Your goal
Quote exactly the lines running from the line with "Task: Tag the shed door" to the end of the entries, including both, and nothing else.

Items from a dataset

____

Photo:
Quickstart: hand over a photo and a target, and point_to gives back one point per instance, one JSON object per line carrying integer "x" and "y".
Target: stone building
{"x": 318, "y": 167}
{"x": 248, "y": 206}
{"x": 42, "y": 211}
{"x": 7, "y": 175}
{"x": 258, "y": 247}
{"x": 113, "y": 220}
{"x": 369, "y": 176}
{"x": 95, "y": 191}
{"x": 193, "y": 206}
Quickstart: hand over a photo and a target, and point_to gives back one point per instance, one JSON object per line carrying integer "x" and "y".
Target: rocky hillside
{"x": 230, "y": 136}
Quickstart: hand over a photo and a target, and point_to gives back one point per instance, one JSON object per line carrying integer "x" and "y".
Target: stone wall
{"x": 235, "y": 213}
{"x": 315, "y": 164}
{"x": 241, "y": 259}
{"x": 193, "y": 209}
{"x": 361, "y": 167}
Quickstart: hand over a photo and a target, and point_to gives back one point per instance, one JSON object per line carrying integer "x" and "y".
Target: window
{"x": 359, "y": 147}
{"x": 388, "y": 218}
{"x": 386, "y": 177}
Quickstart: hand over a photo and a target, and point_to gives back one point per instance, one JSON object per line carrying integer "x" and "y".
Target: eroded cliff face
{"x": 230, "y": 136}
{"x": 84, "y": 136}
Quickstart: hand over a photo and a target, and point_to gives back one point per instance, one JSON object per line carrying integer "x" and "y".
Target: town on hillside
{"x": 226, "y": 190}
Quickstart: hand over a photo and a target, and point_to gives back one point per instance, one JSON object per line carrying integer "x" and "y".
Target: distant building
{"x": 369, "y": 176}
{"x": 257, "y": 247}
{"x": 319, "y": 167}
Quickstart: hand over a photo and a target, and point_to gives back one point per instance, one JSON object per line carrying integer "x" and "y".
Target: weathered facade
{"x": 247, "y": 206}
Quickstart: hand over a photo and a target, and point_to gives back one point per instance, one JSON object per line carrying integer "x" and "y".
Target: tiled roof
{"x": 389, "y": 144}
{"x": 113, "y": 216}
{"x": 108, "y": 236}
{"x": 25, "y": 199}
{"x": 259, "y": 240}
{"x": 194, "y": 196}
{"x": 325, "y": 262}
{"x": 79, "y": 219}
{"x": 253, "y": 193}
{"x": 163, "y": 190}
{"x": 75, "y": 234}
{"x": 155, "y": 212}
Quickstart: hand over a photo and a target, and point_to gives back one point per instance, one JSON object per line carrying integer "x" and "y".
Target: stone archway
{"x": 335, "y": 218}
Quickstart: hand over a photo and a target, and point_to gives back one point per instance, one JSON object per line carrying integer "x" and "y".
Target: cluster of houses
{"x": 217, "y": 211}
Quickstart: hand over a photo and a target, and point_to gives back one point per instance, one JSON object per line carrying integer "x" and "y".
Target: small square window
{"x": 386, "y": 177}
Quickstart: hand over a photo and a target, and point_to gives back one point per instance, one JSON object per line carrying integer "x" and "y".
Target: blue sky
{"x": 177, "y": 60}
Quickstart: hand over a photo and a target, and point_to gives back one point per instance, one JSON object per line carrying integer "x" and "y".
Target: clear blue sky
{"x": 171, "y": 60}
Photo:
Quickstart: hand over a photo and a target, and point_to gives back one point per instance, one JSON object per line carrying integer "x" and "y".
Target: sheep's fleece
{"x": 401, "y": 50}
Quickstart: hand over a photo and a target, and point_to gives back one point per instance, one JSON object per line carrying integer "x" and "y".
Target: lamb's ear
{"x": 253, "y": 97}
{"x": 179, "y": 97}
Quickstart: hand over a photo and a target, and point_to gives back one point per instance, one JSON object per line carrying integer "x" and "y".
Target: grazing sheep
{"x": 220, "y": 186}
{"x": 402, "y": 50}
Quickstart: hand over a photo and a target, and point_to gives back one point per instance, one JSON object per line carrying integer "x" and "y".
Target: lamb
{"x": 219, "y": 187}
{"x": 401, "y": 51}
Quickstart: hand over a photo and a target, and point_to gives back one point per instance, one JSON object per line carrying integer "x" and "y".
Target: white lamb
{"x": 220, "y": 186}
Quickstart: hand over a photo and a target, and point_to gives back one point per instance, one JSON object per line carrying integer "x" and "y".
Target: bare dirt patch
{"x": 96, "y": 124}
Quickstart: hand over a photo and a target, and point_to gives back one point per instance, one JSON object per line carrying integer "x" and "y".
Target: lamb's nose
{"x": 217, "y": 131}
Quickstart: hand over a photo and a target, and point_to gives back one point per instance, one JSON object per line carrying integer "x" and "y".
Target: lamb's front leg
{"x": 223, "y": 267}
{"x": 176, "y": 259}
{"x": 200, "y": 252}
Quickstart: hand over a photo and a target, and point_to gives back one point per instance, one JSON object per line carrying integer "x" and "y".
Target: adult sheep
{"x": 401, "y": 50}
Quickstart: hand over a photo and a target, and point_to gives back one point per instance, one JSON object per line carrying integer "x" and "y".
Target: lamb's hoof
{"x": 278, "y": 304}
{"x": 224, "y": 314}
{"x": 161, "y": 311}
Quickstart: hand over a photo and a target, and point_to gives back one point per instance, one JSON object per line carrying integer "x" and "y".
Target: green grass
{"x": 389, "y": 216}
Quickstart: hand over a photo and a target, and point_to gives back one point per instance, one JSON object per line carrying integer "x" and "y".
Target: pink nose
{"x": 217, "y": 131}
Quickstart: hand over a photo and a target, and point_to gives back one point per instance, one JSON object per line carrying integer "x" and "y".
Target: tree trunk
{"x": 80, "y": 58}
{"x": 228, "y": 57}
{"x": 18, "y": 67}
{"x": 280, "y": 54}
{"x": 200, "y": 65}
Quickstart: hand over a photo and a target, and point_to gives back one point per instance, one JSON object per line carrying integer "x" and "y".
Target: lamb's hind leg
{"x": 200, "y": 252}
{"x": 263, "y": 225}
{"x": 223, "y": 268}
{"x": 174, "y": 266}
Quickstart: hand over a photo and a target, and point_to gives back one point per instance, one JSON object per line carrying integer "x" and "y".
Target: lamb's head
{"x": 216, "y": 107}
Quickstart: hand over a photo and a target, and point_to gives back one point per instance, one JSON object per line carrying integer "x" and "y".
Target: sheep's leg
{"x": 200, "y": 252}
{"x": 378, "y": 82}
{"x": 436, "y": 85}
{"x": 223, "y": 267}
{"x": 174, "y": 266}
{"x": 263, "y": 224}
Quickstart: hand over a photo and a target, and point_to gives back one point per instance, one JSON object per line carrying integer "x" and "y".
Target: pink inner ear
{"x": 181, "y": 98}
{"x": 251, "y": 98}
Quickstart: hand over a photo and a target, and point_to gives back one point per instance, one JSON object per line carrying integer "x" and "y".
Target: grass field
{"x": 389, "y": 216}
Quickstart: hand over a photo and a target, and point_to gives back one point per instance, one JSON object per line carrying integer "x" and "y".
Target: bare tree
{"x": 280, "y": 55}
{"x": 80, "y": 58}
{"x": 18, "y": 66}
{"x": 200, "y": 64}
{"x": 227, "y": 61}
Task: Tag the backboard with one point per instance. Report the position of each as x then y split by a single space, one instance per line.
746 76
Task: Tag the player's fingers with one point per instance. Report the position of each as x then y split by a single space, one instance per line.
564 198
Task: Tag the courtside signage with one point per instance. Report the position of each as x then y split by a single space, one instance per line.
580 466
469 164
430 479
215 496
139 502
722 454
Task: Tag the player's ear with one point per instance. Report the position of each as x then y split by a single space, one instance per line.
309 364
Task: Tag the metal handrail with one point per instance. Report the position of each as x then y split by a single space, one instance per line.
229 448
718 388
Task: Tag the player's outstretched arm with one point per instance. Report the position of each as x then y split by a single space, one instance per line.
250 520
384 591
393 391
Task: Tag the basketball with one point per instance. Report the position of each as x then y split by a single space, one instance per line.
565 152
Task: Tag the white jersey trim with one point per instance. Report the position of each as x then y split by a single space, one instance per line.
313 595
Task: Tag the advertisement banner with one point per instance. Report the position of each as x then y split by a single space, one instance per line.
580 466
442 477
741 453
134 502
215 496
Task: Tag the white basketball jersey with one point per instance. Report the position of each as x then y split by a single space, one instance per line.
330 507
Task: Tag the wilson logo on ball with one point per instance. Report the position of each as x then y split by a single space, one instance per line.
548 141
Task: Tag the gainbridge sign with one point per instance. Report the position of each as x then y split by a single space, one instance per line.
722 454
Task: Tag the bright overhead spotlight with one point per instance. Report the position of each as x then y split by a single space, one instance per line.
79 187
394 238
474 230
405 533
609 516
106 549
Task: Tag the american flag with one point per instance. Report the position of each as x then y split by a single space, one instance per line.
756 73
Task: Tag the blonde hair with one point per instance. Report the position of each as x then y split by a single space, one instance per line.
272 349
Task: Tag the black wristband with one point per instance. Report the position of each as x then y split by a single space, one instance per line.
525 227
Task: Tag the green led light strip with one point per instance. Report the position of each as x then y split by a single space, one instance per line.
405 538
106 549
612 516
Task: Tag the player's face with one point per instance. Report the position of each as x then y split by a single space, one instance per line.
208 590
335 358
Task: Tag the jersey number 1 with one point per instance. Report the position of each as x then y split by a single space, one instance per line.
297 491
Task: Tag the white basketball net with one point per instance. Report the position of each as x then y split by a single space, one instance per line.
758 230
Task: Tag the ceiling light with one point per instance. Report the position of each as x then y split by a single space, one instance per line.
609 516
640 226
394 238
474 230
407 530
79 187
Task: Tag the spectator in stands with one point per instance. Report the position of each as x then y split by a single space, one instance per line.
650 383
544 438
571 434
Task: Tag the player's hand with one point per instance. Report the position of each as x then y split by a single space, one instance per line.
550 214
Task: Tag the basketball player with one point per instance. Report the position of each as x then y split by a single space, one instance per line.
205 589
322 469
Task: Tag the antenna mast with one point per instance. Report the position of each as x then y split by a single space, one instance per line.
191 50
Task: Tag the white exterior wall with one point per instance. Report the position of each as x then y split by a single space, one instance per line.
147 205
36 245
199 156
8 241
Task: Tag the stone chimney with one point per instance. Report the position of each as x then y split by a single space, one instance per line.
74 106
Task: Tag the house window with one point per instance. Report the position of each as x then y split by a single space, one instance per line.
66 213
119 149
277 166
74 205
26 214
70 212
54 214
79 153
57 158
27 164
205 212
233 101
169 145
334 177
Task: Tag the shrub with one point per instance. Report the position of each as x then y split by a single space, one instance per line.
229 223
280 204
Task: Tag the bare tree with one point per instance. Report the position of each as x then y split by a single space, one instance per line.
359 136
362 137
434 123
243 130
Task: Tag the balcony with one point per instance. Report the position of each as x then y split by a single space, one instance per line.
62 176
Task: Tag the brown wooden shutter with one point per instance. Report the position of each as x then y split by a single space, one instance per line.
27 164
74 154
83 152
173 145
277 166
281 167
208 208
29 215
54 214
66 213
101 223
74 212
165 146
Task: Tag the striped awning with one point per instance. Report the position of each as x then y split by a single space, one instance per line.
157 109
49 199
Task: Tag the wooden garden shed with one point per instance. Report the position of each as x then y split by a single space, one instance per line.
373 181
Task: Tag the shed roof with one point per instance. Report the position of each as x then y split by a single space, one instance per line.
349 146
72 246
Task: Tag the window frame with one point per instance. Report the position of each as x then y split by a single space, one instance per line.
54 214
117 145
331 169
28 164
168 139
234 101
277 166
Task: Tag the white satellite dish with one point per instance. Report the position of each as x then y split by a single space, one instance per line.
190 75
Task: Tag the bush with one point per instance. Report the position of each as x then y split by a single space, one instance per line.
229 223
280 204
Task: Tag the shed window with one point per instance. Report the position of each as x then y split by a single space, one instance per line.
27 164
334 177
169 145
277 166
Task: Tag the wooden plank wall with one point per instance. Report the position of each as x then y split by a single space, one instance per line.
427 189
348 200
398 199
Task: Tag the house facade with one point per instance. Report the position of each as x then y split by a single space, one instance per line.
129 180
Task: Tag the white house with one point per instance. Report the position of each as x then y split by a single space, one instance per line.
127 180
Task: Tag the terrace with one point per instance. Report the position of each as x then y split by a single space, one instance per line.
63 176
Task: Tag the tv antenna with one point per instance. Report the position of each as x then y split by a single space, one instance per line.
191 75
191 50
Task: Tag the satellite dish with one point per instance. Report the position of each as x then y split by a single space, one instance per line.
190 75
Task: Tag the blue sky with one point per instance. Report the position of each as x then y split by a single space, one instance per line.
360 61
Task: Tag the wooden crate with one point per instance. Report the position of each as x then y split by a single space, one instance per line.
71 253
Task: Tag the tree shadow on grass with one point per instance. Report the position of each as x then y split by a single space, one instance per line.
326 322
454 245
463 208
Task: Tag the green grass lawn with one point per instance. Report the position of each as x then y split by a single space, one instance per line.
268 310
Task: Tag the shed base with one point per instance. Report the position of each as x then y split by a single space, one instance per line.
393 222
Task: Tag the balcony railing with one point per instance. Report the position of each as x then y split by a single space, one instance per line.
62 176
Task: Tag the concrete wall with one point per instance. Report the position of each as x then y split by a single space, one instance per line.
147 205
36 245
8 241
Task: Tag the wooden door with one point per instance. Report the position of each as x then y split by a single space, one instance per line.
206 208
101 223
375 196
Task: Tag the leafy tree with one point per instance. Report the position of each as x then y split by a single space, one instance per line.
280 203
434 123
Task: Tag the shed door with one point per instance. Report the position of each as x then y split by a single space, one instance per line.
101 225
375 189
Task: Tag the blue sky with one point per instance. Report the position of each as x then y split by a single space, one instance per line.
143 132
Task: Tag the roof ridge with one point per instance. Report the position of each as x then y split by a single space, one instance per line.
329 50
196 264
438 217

____

Exercise result
Task: Tag the shed door with one point per instance. Report the position of each as x then y split by a single space, one instance per line.
101 225
375 189
Task: Tag the blue sky with one point per instance. Report the position of each as x then y split by a single space, one instance per line.
143 132
Task: Tag the roof ridge with one point per instance. Report the position of each as x then y split by a single space, one instance per line.
329 50
196 264
438 217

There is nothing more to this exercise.